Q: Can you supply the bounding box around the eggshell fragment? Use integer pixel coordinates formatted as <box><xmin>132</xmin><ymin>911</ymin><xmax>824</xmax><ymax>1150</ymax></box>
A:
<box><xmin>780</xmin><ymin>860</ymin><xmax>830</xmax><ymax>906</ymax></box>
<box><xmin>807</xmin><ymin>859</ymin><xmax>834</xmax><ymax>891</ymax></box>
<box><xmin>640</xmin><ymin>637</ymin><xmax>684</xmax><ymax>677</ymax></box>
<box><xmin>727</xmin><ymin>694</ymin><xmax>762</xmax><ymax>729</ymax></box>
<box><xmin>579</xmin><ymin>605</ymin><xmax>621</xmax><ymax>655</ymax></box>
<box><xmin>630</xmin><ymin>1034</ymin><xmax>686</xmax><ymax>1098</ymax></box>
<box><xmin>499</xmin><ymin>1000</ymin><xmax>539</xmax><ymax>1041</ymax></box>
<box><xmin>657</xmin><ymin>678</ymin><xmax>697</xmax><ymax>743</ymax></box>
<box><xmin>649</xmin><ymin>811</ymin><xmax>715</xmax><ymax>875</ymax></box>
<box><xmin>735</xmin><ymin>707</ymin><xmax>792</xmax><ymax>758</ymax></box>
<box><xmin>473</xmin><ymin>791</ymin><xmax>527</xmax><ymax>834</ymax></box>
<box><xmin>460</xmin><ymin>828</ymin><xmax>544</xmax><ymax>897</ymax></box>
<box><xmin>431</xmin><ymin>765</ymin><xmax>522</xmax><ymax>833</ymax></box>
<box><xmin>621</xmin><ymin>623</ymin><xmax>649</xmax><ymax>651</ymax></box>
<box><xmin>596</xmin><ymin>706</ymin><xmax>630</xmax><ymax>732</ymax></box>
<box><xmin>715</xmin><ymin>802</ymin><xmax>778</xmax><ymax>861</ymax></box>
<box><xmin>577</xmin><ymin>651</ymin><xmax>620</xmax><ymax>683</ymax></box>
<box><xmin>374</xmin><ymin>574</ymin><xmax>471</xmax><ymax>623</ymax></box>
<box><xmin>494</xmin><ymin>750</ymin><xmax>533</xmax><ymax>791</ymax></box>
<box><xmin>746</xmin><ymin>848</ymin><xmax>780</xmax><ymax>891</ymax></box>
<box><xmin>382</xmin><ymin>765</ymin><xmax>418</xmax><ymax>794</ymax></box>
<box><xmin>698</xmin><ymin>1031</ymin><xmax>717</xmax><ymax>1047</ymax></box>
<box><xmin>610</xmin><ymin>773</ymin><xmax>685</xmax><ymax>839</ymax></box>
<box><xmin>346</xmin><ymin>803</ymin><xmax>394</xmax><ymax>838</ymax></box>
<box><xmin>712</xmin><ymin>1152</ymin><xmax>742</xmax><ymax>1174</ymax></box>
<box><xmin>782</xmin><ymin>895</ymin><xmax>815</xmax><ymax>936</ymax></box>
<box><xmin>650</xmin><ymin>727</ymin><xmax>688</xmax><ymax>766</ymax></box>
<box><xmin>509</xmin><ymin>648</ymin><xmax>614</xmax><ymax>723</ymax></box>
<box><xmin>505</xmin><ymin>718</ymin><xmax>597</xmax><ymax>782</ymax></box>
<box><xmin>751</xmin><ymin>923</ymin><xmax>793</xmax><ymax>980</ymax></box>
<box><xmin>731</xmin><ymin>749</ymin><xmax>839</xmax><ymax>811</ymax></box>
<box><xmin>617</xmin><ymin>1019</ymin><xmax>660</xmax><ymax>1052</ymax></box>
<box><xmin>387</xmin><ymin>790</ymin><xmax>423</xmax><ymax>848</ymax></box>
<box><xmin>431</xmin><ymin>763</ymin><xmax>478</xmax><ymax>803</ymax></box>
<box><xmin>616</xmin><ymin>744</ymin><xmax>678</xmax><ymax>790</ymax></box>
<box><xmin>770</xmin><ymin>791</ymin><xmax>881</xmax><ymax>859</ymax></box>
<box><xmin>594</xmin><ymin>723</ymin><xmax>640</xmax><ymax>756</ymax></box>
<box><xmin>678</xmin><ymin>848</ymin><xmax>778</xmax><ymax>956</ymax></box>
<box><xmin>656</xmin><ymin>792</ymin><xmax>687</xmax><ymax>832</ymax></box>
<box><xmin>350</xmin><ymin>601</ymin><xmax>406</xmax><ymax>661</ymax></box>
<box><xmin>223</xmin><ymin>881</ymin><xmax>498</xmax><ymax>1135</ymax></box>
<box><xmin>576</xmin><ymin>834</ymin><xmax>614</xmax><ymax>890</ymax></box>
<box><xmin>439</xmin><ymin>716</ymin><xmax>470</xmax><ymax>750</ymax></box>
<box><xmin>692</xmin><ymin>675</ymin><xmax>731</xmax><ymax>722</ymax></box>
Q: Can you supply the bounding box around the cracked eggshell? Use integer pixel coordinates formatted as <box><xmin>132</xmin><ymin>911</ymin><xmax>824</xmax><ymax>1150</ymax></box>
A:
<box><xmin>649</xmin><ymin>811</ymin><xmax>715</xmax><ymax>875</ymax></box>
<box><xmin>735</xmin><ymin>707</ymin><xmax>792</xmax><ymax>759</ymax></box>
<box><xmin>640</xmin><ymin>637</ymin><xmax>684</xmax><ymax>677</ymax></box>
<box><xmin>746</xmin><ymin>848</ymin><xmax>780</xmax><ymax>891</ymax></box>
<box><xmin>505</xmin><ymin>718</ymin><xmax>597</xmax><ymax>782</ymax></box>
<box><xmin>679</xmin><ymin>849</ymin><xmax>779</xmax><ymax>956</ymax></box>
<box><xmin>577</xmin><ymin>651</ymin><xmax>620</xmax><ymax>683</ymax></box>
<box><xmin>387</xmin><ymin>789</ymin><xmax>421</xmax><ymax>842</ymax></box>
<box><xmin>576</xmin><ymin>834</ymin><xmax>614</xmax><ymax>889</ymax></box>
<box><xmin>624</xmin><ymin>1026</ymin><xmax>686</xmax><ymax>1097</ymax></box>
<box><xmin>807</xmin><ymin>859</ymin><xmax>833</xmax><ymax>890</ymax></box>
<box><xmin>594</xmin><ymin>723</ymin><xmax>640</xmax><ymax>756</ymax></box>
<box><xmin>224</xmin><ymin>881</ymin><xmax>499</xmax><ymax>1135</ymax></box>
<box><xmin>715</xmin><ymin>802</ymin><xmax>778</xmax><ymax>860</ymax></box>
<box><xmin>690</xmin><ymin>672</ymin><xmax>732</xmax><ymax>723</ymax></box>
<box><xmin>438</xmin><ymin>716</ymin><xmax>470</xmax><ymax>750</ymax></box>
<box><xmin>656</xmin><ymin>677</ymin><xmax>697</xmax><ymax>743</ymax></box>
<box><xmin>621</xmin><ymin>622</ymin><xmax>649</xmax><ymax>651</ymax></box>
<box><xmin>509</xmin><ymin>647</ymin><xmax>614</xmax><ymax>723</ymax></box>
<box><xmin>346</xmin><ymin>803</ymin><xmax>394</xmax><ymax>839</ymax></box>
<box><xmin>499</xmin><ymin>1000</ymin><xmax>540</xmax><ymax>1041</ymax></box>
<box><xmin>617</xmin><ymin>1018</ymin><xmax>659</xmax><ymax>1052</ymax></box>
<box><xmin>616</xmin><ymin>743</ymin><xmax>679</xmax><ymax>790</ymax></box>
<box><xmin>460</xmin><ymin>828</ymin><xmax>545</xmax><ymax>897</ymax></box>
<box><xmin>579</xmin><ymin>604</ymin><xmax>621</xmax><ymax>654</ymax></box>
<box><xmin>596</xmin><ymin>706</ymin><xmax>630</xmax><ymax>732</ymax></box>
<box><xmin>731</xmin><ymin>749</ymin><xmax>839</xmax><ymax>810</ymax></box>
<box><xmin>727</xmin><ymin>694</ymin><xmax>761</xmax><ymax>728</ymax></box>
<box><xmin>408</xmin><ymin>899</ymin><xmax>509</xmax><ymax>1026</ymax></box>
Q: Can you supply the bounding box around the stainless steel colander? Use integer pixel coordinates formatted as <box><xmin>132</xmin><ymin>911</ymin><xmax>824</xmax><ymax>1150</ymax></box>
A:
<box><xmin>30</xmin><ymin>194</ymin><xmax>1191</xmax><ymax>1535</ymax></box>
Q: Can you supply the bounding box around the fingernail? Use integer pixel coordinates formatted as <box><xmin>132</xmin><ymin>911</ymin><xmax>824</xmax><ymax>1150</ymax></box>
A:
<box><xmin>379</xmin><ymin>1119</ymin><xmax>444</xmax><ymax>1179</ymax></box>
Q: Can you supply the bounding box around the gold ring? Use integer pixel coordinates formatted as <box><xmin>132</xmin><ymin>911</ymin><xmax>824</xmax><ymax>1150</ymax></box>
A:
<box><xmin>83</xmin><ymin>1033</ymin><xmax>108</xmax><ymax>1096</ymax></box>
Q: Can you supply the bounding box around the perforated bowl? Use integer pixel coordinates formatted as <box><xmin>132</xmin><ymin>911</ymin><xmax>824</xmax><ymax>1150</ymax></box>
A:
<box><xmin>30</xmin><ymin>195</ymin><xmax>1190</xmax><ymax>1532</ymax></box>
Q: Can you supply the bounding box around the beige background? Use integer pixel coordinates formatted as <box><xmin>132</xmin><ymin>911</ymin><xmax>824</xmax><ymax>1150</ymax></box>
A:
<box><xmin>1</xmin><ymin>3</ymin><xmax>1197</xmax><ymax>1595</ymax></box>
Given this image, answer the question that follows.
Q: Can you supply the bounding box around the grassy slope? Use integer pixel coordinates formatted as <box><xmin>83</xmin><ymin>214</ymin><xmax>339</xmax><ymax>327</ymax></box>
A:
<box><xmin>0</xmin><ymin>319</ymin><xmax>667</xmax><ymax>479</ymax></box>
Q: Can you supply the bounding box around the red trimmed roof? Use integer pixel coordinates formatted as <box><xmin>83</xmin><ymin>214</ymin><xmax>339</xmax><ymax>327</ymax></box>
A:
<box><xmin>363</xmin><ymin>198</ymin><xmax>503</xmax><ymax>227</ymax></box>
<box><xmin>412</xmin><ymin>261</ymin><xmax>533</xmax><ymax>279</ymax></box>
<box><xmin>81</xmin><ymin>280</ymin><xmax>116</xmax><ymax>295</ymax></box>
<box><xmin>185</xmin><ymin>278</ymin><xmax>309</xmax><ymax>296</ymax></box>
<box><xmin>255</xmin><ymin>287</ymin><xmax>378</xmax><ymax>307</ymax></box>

○ ○ ○

Work request: Using the entries above, output exactly the lines between the line holding "Q: Can you supply the bounding box around the beige" and the line holding "Given this image, answer", end lines included, and nothing more.

Your solution:
Q: Can you supply the bounding box around the beige background? Use integer pixel coordinates formatted as <box><xmin>132</xmin><ymin>911</ymin><xmax>824</xmax><ymax>1150</ymax></box>
A:
<box><xmin>1</xmin><ymin>3</ymin><xmax>1197</xmax><ymax>1595</ymax></box>
Given this image, answer the question that follows.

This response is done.